(WORK INSTRUCTION)
A complete, exact retyping of the data below is required.

(PROVIDED MATERIAL)
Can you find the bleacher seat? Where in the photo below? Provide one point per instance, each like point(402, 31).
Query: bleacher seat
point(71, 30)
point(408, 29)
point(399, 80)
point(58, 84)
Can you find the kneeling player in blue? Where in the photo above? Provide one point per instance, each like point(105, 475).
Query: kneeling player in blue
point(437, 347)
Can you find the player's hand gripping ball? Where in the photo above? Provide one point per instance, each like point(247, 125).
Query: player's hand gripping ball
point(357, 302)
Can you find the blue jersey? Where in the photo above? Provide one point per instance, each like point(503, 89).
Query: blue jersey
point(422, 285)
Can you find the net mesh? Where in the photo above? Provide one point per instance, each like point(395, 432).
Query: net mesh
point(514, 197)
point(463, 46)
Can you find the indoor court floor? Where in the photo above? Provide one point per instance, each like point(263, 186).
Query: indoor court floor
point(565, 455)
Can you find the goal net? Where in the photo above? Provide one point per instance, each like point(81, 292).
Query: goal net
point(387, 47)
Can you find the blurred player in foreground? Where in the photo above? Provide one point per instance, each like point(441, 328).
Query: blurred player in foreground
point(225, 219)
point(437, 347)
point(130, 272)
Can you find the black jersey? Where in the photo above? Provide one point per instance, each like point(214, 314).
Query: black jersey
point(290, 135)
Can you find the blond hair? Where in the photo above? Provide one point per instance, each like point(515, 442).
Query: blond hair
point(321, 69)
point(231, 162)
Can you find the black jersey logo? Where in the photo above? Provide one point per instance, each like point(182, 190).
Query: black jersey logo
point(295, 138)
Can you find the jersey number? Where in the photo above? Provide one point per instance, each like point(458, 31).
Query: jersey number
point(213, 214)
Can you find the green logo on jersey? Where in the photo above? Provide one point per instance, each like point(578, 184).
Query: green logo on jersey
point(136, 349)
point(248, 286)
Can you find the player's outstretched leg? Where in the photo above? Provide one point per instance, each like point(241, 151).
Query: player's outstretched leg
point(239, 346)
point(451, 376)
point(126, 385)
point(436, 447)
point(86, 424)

(OUTPUT OF THE EXERCISE)
Can you find the bleacher seat? Where in the photo below? Provide one point per instance, each like point(402, 31).
Query: bleacher seat
point(71, 30)
point(408, 29)
point(399, 80)
point(58, 84)
Can you find the kneeling player in blue? Where in the photo above? Provide one point per instance, each like point(105, 475).
Query: kneeling player in blue
point(437, 347)
Can you find the player's hand gripping ball? Where in the photo above? Provide one point per instance, each like point(247, 125).
Query: player's hand gripping ball
point(357, 302)
Can you find the blue jersey? Where in the photo above? Provide one point per instance, each like point(503, 89).
Query: blue jersey
point(422, 285)
Can you find the net mesh? Where in the photo above? Provide one point per instance, each like point(395, 432).
Query: net mesh
point(514, 197)
point(463, 46)
Can you find the indoor court floor? Where in the photo above? Provide one point per instance, each like point(263, 186).
Query: indoor court floor
point(565, 455)
Can you find the goal net? Where in the photo above? Provide one point per instance, each like point(81, 292).
Query: goal net
point(387, 47)
Can you find the blurred player in foreground? Where in the photo above? Provide one point per instance, each like point(441, 328).
Query: blurred player in foreground
point(225, 219)
point(437, 347)
point(130, 272)
Can you find the black jersey? Where in the photo above? Provide one point per instance, each like point(214, 314).
Query: black jersey
point(290, 135)
Can you find the blond hair? Where in the photo above? Provide one point per instance, each like point(515, 442).
Query: blond hair
point(321, 69)
point(231, 162)
Can you find the black jersey logo? Where in the photo above? Provide one point per instance, each like point(182, 190).
Query: black jersey logo
point(295, 138)
Can you find the jersey number? Where in the photo above? Provide one point per instance, each like point(458, 31).
Query: jersey number
point(213, 214)
Can you find the green logo on jersey? Where in the photo above? Provide one point per instance, each like point(578, 184).
Query: green logo on jersey
point(136, 349)
point(248, 286)
Can you find the player's outstretched leg? Where in the photo above? Provide one point per instance, each like point(241, 151).
Query: player's outstretched leg
point(239, 346)
point(451, 376)
point(126, 385)
point(436, 447)
point(86, 424)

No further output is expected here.